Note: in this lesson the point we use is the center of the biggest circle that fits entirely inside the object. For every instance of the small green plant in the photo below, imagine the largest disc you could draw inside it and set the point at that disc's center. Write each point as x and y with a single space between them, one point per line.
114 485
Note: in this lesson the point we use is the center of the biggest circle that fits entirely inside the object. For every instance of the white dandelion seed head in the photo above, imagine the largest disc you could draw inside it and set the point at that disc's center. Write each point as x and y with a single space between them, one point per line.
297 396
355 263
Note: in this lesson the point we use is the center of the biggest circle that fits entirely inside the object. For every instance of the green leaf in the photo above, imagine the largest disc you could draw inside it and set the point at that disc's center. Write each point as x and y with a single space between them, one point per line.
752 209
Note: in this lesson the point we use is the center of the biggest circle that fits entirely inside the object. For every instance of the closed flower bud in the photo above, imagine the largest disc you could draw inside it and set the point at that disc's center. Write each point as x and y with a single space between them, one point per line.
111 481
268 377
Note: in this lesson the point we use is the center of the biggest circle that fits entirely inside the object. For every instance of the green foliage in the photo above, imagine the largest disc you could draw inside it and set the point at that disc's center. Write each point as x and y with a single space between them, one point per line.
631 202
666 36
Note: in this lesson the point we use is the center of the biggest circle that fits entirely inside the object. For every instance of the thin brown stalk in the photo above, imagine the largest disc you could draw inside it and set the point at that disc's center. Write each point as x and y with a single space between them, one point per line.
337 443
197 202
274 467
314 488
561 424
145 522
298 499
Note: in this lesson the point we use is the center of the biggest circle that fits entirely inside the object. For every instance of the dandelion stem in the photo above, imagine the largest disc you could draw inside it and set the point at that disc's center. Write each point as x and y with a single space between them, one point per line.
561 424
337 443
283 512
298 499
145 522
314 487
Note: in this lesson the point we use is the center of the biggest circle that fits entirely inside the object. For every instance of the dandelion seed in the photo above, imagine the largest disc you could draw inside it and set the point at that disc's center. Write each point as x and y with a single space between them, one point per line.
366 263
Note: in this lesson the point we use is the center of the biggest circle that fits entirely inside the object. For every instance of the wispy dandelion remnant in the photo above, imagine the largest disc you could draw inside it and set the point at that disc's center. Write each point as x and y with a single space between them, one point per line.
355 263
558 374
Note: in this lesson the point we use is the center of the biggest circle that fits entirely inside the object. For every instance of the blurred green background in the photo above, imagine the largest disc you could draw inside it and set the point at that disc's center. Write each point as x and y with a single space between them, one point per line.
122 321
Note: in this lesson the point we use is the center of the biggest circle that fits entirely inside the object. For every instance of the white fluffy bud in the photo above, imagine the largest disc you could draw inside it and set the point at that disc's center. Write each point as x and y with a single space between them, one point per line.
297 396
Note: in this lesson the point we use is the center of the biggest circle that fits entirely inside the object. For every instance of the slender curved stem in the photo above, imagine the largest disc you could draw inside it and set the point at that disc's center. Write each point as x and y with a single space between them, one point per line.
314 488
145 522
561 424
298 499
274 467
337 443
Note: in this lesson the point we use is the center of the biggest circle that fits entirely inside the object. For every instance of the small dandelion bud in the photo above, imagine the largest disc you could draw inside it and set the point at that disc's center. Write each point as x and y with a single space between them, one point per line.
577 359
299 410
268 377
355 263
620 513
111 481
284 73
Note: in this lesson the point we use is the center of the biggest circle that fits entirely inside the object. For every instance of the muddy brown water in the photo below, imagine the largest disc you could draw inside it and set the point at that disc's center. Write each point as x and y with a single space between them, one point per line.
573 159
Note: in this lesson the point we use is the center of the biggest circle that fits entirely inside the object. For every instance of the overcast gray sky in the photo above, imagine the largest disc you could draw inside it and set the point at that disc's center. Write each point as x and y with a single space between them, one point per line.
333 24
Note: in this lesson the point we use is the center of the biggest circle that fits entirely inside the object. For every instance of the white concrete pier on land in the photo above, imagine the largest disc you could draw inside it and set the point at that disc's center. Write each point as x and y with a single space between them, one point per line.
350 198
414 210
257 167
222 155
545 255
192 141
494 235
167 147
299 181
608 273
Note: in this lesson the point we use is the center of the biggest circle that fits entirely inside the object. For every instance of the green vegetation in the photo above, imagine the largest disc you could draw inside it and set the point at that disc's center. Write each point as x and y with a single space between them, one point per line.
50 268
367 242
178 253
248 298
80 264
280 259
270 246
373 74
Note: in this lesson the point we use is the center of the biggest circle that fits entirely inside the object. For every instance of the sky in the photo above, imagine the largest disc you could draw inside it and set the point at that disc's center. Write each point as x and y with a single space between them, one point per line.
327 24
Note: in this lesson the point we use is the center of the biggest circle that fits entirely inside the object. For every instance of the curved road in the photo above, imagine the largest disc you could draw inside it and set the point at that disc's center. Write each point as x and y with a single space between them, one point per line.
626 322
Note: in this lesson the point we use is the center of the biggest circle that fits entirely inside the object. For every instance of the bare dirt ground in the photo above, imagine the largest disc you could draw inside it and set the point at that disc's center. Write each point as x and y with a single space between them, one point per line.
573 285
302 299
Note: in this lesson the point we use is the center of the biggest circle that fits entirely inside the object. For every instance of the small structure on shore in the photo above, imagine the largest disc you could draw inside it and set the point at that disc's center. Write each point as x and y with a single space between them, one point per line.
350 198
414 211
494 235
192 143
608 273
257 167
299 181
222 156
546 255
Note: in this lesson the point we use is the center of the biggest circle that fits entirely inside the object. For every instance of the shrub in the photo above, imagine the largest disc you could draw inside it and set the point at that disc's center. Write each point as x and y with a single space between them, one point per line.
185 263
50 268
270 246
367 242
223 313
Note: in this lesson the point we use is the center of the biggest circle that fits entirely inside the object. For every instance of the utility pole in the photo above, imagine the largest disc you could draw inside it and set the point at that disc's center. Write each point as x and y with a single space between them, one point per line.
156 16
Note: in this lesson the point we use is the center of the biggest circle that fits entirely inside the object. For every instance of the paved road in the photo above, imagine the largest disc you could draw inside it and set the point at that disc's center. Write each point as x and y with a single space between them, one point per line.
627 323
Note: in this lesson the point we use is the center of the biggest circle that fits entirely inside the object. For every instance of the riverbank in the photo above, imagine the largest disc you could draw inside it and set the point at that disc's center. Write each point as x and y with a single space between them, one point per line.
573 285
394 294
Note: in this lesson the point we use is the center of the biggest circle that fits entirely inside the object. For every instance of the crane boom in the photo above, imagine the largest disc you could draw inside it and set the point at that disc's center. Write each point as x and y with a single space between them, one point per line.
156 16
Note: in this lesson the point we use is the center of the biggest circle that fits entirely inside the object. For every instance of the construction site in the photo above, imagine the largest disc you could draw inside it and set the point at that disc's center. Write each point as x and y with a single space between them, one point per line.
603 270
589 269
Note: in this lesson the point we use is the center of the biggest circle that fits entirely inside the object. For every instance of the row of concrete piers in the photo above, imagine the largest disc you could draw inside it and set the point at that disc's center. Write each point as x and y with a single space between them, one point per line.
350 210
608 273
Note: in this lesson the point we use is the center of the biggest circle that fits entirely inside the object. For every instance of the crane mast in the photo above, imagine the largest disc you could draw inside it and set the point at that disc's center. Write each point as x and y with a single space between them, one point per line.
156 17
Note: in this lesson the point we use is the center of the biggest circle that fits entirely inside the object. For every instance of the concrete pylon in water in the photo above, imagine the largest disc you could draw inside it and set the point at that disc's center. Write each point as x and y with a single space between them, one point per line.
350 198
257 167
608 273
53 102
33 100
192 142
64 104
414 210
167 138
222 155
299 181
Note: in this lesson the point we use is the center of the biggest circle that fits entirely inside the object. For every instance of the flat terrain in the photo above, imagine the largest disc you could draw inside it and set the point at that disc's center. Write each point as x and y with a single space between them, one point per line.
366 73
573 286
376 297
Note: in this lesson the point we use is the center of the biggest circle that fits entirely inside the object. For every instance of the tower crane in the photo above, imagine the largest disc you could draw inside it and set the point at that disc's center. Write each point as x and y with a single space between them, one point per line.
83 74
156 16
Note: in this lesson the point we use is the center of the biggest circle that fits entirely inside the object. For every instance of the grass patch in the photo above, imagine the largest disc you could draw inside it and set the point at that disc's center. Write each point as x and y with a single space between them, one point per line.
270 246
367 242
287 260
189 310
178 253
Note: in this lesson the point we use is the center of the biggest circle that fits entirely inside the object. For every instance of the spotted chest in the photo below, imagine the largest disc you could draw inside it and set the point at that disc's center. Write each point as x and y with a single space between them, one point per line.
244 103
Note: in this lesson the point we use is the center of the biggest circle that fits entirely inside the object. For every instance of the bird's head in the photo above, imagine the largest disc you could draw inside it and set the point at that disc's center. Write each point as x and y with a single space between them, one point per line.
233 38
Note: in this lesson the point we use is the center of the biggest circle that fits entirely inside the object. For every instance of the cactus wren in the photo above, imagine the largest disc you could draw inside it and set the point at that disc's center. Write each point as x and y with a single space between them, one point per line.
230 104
· · ·
**WRITTEN EXERCISE**
Starting at the line in the listing that contains "of the cactus", copy every line word for word through the end of the listing.

**WRITTEN REPLY**
Note: in this lesson the point we use is the center of the biggest circle that fits entirely inside the object. For every instance of the cactus wren in the photo above, imagine the largest disc you could draw inside it and set the point at that disc's center. Write each point as x and y with a single space between them, one point per line.
230 104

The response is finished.